## Excerpt provided
BEGIN
However, it is important to remember that a variety of infections, including flu, can cause ILI symptoms, and also that our health care-based surveillance systems only pick up the more severe cases seeking medical attention in GP surgeries and hospitals. It is a useful way to compare trends in groups of people over time, place and other factors such as age and sex. However, using ILI rates to calculate an overall number of people with “flu” in the population will not provide an accurate picture. Rates do however allow comparisons to be made unlike overall numbers as they account for the differences in population sizes.
Let me Google that
We know that not everyone who gets flu will necessarily visit their GP or phone NHS 111. However, many of us that do get ill might turn to the internet to help find information and tips to speed up recovery. PHE has teamed up with researchers at University College London (UCL) to collect anonymised and aggregated search data from the Google internet search engine to build real-time estimates of ILI in the population. These data are produced based on the proportion of ILI related search queries within a 10%-15% sample of all Google queries. This system – known as the FluDetector project – has found that when appropriately modelled, online search data can be an accurate estimator of ILI rates in primary care.
END
## Directions
1. In the excerpt about flu surveillance, what portion of all Google queries are the ILI search estimates based on?
2. List every factor the excerpt about flu surveillance names for comparing ILI trends between groups of people.
3. From the excerpt about flu surveillance, repeat word for word the passage that begins with "Let me Google" and ends with "in primary care.".

## Given data
BEGIN
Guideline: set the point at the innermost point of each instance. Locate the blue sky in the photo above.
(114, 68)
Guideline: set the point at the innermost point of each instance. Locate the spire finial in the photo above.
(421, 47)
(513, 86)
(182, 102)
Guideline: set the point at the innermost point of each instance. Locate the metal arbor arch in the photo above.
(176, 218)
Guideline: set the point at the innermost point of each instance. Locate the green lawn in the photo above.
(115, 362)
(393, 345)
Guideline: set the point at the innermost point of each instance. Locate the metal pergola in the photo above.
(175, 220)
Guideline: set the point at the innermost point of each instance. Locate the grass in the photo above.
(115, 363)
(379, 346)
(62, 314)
END
## Exercise responses
1. A 10%-15% sample of all Google queries.

2. Time, place, age, and sex.

3.
Let me Google that
We know that not everyone who gets flu will necessarily visit their GP or phone NHS 111. However, many of us that do get ill might turn to the internet to help find information and tips to speed up recovery. PHE has teamed up with researchers at University College London (UCL) to collect anonymised and aggregated search data from the Google internet search engine to build real-time estimates of ILI in the population. These data are produced based on the proportion of ILI related search queries within a 10%-15% sample of all Google queries. This system – known as the FluDetector project – has found that when appropriately modelled, online search data can be an accurate estimator of ILI rates in primary care.